#### 作業指示
以下に示す映画『劇場』のコラムを、最後の文の後から書き継いでください。

#### ページ抜粋
┄┄┄┄┄┄┄┄┄┄

劇場に足を運ぶことを忘れないで~日本講演新聞

新聞なのに、ニュースは載せない”日本講演新聞”が、今週も、心揺るがす情報をお届けします。

 春先からの流行り病の影響だろうか、映画の興行で前代未聞のことが起きている。

 芥川賞作家で、お笑い芸人の又吉直樹さんの小説『劇場』が映画化されたのだが、なんと7月17日の劇場公開と同時に、アマゾンプライム・ビデオでネット配信されている。

 映画は、出来る限り映画館に足を運んで観るのが制作者・出演者に対する礼儀だが、昨今の状況を鑑みた配給会社の吉本興業がステイホームでも鑑賞可能にしたのである。

 この物語は、演劇に人生を賭けた1人の青年の愚直なまでのひたむきさと愛し方が分からない彼女との悲哀の日々とを織り交ぜながら、それでも演劇の素晴らしさを伝えている。

 主人公の「永田」は劇作家で、彼が描く芝居はことごとく当たらない。評論家からは酷評され、観客の入りも悪い。

┄┄┄┄┄┄┄┄┄┄

#### データ欄
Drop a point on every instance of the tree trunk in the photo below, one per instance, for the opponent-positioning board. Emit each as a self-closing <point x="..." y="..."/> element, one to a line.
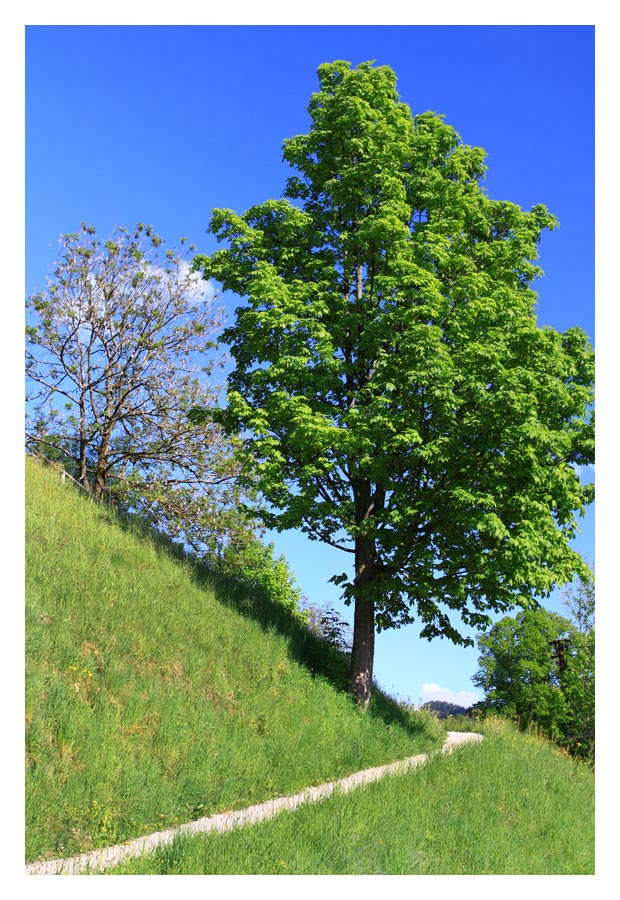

┄┄┄┄┄┄┄┄┄┄

#### 出力内容
 「永田」は、街で声を掛けた女性と付き合うようになり、やがて彼女のアパートに転がり込み、一緒に暮らし始めたまではよかったが、彼には全く生活力がなかった。

 数か月が過ぎた頃、彼女から「せめて光熱費くらい入れてくれない?」と頼まれると、「ここは俺の部屋じゃないよね。人の部屋の光熱費を払うって意味分かんない」と言う始末。ここだけ切り取っても、どれだけ彼がダメ男かお分かりだろう。

 そんな感じで観客はずっと胸クソ悪い気分でこの映画を観る。それがこの映画の狙いでもある。だからこそ演劇ならではの見事なラストシーンに観客は感動し、「いい映画を観た」という気持ちに包まれる。

 映画は、昭和の時代からテレビでも楽しめていた。やがてビデオになり、DVDになり、今ではネット配信になった。わざわざ映画館に足を運ばなくても楽しめる娯楽である。

 しかし演劇は違う。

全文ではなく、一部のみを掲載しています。